:: WORK INSTRUCTION 1 ::
Using the Barbara Thoman Curtis biography, answer these:
(a) In what year did Curtis graduate from William Chrisman High School?
(b) What was the name of the American Nurses Association's first political action committee, which Curtis chaired?
(c) Where did Curtis die?
:: WORK INSTRUCTION 2 ::
Duplicate the Barbara Thoman Curtis biography word for word, from "- Born: October" up to and including "Fame in 2014.".
[Opening EXTRACT TO READ section]
- Born: October 17, 1938 Chicago, Illinois, United States
- Died: October 18, 2015 (aged 77) Ormond Beach, Florida, United States
- Occupations: Activist Nurse
- Spouse: Richard Curtis
- Children: 3
- Awards: American Nurses Association Hall of Fame

= Barbara Thoman Curtis =

American nurse and activist (1938–2015)

Barbara Thoman Curtis, RN (Oct. 17, 1938 – Oct. 18, 2015) was an American nurse and activist. She received several awards for her work in nursing and healthcare, including induction into the American Nurses Association Hall of Fame in 2014.

==Early life and education==
Curtis was born on Oct. 17, 1938 in Chicago. She had Greek ancestry and was the daughter of John and Sue Thoman, who raised her in Independence, Missouri. Curtis moved to various places throughout her life, including Spokane, Washington; Wheaton, Illinois; and Bethesda, Maryland. As a teenager, she attended William Chrisman High School, from which she graduated in 1956. Though she was interested in becoming an attorney, the lack of female attorneys during this time kept Curtis from pursuing this profession. However, she did become involved in political activism. She attended the Independence Sanitarium and Hospital School of Nursing (now called Graceland University), where she earned her degree as a registered nurse. While in attendance, Curtis served as her school's president of the Missouri State Student Nurses Association.

==Career==
After graduating from Graceland University, Curtis relocated to Washington State, where she taught two diploma nursing programs and was the first nurse and youngest person to become President of the Washington State Nurses Association in 1970. Curtis influenced the development of the first political action committee for nurses in Washington, known as Politically United Nurses for Consumer Health (now called WSNA-PAC). She stated that it was the best achievement of her career. Curtis also worked at Spokane's St. Luke's Hospital as an emergency room nurse. The American Nurses Association (ANA) invited her to establish the organization's first political action committee in 1973. The committee, the Nurses Coalition for Action in Politics (N-CAP), was established the following year and Curtis became its first elected chairperson. While in Washington, she helped over 20 states establish their own political action committees and served as a lobbyist in addition to being a consultant and volunteer in several political races at the local and state level.
[Closing EXTRACT TO READ section]
[Opening RECORD EXCERPTS section]
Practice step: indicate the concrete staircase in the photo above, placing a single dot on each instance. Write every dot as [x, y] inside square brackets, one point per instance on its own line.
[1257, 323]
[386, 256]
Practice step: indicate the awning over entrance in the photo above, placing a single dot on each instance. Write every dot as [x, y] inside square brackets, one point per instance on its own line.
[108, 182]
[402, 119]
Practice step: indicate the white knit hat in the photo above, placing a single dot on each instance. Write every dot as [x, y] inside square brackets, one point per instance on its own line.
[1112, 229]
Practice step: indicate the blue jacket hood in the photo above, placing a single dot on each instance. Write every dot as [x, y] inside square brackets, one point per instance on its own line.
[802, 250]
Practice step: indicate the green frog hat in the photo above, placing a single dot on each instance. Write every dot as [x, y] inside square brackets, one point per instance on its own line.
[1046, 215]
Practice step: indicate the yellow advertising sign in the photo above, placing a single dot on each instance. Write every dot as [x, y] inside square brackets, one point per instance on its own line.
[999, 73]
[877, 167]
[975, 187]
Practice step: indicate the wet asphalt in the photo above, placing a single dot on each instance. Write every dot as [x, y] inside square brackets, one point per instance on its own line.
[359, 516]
[Closing RECORD EXCERPTS section]
:: ANSWER AREA 1 ::
(a) 1956
(b) The Nurses Coalition for Action in Politics (N-CAP)
(c) Ormond Beach, Florida, United States

:: ANSWER AREA 2 ::
- Born: October 17, 1938 Chicago, Illinois, United States
- Died: October 18, 2015 (aged 77) Ormond Beach, Florida, United States
- Occupations: Activist Nurse
- Spouse: Richard Curtis
- Children: 3
- Awards: American Nurses Association Hall of Fame

= Barbara Thoman Curtis =

American nurse and activist (1938–2015)

Barbara Thoman Curtis, RN (Oct. 17, 1938 – Oct. 18, 2015) was an American nurse and activist. She received several awards for her work in nursing and healthcare, including induction into the American Nurses Association Hall of Fame in 2014.